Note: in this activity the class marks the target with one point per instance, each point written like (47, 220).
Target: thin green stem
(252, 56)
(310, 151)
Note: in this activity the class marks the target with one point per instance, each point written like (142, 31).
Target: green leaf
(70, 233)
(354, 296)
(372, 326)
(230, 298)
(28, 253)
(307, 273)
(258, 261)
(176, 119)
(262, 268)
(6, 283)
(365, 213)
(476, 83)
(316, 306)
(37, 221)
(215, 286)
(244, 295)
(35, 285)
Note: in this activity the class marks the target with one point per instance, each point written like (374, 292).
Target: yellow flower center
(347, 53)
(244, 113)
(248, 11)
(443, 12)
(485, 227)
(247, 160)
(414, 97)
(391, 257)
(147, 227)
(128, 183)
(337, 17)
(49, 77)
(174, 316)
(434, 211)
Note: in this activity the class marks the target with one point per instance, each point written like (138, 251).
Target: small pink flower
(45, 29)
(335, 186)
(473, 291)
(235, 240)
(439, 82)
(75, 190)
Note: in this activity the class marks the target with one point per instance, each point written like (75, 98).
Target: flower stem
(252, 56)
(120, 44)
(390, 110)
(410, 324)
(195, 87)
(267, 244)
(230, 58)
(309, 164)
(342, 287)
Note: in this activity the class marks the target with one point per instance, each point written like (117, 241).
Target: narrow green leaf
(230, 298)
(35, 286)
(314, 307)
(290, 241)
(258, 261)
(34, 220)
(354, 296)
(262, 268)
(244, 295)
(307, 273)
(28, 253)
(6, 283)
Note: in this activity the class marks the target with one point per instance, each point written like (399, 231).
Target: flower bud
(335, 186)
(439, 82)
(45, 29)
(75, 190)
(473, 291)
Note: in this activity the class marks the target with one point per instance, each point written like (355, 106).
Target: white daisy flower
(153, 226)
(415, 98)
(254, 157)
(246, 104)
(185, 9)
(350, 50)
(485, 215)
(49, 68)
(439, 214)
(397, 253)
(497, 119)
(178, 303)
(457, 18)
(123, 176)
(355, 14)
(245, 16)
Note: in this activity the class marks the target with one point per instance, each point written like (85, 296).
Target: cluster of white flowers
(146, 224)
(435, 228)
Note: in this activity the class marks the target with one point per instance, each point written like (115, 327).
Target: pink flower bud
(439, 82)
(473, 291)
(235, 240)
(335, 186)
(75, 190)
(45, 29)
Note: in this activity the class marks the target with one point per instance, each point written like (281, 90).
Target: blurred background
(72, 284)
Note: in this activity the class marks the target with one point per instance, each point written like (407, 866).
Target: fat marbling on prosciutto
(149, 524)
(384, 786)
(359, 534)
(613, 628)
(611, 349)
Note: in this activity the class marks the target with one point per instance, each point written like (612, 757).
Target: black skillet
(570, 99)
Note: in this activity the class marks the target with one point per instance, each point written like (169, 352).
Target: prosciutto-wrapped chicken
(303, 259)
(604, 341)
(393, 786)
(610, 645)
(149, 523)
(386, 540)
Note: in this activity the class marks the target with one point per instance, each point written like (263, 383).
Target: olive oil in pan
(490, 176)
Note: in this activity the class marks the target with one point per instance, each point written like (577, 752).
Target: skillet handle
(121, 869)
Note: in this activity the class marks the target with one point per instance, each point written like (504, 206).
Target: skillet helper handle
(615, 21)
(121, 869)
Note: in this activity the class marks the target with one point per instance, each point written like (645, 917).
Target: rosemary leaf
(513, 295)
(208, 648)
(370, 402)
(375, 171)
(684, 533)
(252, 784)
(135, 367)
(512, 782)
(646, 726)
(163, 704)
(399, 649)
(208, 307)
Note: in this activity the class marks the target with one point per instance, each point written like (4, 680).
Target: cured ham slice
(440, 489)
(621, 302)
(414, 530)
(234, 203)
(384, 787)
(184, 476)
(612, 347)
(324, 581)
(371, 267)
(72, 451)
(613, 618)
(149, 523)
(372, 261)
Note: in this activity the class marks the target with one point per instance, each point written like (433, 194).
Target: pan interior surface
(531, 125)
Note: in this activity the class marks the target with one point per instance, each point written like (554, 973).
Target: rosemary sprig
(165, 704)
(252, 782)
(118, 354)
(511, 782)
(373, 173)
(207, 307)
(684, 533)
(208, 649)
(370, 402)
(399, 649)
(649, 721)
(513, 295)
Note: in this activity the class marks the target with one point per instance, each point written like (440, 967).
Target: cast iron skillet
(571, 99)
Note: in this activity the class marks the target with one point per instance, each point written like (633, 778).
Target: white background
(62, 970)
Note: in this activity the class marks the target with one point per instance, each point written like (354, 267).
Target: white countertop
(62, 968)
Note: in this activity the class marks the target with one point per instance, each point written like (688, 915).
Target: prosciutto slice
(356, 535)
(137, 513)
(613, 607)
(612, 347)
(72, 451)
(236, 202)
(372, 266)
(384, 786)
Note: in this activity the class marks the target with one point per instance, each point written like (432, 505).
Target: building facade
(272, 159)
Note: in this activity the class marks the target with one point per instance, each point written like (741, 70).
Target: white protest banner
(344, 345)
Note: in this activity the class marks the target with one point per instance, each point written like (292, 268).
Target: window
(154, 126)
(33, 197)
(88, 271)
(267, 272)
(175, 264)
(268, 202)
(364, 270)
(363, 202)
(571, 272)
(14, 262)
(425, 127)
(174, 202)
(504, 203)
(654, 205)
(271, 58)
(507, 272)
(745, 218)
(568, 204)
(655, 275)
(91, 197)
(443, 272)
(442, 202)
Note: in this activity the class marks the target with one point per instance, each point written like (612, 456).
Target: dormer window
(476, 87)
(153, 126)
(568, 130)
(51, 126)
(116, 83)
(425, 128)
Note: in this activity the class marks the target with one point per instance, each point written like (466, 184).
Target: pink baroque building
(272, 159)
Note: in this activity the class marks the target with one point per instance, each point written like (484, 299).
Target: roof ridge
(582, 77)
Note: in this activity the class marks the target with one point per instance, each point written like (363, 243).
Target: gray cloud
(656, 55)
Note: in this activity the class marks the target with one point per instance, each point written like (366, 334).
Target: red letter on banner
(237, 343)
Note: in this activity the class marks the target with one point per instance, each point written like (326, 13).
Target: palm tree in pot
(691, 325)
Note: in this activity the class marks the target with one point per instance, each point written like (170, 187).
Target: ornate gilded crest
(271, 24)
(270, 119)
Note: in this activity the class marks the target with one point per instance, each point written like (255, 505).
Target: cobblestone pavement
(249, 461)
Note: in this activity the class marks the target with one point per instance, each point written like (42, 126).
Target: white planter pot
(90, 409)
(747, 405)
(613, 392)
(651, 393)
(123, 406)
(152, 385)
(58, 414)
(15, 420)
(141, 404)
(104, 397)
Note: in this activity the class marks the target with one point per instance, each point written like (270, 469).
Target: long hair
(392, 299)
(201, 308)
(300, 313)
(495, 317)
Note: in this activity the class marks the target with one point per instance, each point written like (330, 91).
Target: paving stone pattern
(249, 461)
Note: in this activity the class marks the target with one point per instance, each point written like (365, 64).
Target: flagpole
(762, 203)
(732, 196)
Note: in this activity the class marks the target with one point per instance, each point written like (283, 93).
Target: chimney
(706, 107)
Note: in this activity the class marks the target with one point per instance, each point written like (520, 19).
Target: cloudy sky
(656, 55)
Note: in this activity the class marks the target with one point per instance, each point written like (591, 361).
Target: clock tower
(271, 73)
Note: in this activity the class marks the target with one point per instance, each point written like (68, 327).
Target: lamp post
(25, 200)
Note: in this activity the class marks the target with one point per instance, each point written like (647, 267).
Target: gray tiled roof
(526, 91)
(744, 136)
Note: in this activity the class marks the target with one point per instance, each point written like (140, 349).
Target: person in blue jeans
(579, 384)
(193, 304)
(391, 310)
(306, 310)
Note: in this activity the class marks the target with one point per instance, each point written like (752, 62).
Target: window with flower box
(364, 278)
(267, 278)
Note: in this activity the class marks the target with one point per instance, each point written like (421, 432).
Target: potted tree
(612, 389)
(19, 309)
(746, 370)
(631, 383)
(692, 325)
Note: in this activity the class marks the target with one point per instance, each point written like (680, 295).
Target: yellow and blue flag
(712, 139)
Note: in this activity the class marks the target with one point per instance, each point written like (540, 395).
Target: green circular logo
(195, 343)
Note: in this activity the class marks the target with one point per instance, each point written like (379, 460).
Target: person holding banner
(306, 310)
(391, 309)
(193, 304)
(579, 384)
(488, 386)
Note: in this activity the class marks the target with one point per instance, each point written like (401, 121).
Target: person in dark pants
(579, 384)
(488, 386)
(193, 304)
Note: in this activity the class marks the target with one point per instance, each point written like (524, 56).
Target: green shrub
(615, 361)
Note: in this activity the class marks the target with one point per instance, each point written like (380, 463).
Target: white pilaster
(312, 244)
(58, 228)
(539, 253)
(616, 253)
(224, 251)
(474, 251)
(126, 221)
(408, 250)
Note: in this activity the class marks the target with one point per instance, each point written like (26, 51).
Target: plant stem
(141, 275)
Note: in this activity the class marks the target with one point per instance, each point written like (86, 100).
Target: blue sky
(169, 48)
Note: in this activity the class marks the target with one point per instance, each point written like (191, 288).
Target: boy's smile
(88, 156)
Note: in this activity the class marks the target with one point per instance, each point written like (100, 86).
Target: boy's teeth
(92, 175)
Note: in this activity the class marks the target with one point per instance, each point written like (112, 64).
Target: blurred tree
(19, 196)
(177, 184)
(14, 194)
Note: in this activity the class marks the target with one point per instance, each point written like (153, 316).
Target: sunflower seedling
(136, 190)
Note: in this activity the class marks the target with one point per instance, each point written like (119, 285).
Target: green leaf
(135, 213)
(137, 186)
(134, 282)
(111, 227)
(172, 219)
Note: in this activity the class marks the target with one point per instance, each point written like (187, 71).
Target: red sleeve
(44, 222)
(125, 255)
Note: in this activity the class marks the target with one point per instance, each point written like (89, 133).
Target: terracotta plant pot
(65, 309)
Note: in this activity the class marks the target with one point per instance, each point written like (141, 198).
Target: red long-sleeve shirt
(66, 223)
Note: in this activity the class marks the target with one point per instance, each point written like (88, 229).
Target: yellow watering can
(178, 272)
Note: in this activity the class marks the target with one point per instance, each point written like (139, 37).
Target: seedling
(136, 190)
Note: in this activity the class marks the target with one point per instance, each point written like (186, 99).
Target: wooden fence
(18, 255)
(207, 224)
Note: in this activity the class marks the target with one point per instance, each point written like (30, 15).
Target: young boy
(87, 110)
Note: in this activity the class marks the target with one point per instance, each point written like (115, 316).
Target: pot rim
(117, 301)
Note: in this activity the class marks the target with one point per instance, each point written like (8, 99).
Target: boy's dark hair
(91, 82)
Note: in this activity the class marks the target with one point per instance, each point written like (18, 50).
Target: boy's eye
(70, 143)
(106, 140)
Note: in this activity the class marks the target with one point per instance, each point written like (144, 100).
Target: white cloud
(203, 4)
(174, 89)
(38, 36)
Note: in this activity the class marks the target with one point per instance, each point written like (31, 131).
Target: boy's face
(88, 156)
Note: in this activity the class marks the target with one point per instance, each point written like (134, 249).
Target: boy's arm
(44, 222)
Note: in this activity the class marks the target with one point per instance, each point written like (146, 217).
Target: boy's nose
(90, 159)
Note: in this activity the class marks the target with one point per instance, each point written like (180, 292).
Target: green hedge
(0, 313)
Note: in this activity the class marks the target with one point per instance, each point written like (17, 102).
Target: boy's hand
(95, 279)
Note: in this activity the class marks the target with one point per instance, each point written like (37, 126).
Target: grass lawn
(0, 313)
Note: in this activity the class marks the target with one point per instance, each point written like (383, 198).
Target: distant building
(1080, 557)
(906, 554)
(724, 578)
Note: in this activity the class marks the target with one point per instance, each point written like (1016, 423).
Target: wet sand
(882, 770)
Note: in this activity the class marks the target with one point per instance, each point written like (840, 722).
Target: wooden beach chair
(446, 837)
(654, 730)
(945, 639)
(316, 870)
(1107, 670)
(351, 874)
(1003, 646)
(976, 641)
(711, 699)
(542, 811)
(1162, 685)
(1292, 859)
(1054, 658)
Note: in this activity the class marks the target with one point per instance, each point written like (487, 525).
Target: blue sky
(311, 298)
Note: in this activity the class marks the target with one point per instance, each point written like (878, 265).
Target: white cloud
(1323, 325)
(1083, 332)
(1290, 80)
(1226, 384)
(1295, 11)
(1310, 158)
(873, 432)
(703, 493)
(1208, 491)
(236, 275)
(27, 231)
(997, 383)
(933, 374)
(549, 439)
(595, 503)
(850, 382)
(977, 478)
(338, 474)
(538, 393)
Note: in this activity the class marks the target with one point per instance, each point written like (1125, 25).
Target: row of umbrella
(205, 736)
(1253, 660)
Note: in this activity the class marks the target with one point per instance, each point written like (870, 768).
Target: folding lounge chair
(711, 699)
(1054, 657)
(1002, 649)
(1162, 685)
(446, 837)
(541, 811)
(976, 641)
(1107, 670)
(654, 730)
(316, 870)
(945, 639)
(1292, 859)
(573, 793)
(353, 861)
◇ ◇ ◇ ◇ ◇
> **Work order**:
The reply should hold only the lines from the top of the records through the line that has "like (142, 31).", each one exact.

> **Answer for the task**:
Note: in this activity the class marks the target with one point per instance, each point written like (47, 220).
Target: thin green stem
(252, 56)
(310, 151)
Note: in this activity the class marks the target with one point per instance, each point written like (142, 31).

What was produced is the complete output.